▶ [WORK TASK]:
Carry on the piece about federal law and security research from its final sentence.

▶ [SUPPLIED TEXT]:

Unfortunately, through a series of qualtitative interviews with a broad swath of community researchers, CDT has heard repeatedly that an array of federal laws present challenges to valuable security research. To take the example of the musical virus above, depending on how the speaker and accelerometer are manipulated, one could conceivably run afoul of the Digital Millennium Copyright Act (the “DMCA”), which bars researchers from circumventing access controls, even on devices that they own.
Similarly, researchers engaged in activity like automated scanning of public facing sites and services on the internet sit in a legal gray zone under the widely criticized Computer Fraud and Abuse Act (“CFAA”), which, among a few other things, creates a federal crime for accessing any connected device “without authorization,” which is undefined and therefore open to broad interpretation.
Likewise, researchers who collect exploits for penetration testing suites – virtual hacking toolboxes that security professionals use to identify vulnerabilities in systems they’re inspecting – face uncertainty from export control regulations. The United States, for instance, proposed rules to implement the international Waasenaar Arrangement two years ago and was forced to retreat after broad outcry over their application to white hat hacking tools (tools good guys use) like these “pen testing” packages.
The second story mentioned above, however, demonstrates the need for government intervention to protect cybersecurity (though it also highlights one of the potential pitfalls with overly aggressive law enforcement action). That is, the Times had a long feature on Evgeniy Bogachev, the alleged ringleader behind the “Zeus” malware, a variant of which—called Gameover Zeus—the FBI claims infected more than a million computers and resulted in more than $100 million in financial losses.

[Recorded data]

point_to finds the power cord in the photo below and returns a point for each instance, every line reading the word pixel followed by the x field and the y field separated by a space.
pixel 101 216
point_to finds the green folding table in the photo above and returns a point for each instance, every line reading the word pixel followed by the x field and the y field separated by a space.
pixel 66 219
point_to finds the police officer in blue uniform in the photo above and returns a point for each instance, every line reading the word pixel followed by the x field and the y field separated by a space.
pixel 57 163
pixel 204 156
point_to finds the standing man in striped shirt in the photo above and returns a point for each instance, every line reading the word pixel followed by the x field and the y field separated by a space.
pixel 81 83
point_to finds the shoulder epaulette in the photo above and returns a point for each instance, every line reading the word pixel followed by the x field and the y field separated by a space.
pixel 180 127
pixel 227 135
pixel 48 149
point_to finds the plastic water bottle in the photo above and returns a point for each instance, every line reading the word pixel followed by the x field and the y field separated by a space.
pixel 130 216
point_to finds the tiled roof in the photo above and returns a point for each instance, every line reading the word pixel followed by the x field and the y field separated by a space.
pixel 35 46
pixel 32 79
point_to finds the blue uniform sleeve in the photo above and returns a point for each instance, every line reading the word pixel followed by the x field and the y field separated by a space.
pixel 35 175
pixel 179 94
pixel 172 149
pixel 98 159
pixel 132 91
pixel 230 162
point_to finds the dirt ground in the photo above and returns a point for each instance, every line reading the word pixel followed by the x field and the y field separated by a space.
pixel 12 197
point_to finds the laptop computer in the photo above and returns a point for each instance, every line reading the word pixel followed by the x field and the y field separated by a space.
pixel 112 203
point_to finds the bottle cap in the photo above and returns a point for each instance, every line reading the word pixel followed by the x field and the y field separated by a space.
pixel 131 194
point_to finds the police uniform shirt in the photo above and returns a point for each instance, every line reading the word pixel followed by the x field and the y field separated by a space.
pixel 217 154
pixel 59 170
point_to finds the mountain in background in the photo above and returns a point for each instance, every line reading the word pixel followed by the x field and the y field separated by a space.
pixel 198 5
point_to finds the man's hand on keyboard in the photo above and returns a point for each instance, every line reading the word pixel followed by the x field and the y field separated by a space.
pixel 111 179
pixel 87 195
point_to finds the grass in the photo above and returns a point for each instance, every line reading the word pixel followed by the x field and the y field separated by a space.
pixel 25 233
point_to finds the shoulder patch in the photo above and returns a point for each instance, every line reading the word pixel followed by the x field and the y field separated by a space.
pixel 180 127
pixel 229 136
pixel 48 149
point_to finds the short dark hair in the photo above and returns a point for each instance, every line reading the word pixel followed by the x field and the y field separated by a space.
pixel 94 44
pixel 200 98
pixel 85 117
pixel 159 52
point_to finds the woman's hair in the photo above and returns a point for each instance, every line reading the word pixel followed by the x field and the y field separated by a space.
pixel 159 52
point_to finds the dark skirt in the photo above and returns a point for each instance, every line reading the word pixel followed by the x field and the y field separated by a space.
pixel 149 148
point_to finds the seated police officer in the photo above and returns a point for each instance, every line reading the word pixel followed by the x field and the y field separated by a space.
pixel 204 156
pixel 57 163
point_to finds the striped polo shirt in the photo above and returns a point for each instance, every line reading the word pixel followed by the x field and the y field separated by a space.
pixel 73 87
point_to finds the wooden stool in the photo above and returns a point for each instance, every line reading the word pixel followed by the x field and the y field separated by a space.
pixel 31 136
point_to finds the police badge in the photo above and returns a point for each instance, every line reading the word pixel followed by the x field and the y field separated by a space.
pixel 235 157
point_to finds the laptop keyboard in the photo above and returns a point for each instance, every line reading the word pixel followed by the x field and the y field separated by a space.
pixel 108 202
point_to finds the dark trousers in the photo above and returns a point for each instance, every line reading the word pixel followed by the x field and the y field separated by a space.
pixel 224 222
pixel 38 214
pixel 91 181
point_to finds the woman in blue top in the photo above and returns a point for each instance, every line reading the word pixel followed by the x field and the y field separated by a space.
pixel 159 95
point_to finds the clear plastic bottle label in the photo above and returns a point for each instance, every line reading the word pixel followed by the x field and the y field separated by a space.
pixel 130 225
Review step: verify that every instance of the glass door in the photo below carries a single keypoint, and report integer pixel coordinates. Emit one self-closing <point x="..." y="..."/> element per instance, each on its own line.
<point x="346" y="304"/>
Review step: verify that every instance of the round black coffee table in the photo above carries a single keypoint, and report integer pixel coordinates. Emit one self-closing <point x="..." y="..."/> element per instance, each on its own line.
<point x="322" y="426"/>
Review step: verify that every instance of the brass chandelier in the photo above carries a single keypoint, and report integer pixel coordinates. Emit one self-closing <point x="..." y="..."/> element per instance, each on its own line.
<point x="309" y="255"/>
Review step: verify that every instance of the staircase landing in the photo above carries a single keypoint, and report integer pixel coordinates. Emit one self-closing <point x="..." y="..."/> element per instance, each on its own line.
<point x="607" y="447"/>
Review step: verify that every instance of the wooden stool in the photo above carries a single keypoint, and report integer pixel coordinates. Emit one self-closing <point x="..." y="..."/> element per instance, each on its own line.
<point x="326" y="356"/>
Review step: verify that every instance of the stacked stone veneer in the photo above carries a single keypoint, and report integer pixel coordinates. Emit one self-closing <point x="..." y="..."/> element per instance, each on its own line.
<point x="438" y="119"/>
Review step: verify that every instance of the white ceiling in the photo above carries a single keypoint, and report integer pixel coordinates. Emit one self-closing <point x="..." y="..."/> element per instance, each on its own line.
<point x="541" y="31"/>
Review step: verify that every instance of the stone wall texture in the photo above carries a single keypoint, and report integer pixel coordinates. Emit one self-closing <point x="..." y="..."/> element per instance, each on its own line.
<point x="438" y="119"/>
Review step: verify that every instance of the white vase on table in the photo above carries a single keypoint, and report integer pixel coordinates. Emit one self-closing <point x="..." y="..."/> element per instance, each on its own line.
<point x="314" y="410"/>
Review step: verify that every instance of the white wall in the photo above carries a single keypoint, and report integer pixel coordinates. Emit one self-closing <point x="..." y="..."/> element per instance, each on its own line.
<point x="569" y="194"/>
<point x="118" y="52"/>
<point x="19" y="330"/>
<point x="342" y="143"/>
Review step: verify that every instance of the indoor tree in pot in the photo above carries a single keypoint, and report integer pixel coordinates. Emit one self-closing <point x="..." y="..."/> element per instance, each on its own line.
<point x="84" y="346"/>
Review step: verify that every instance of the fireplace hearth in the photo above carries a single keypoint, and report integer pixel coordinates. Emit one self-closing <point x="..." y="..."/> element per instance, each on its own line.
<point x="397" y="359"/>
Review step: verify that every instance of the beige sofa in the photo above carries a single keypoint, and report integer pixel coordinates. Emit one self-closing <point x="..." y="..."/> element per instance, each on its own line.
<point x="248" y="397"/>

▶ [RESPONSE TO THIS EXERCISE]:
Particularly concerning in the Times story are reports that Russian intelligence “piggybacked” on Bogachev’s botnet to conduct cyber-espionage (Bogachev is the subject to the round of sanctions that President Obama imposed on Russian intelligence agents and cyber-criminals following allegations of Russian interference in the 2016 election).
The Bogachev case just serves to show how difficult the legal questions around computer crime can be. Clearly, the existence of Gameover Zeus, and the rash of ransomware attacks around the country over the past several years highlight the need for a law enforcement response, as well as the importance of having a computer trespass and/or damage law. However, even the response to Gameover Zeus, where the FBI and international authorities succeeded in disrupting the command-and-control communications from the botnet master, was not without controversy. CDT and others have cautioned that botnet “takedowns” must be carefully orchestrated to protect innocent victims from future collateral harm.
In any event, the two stories highlighted serve to neatly bookend many of the issues CDT raises in our white paper: “The Cyber: Hard Questions in the World of Computer Security Research.” We encourage readers to explore these and other issues in more depth.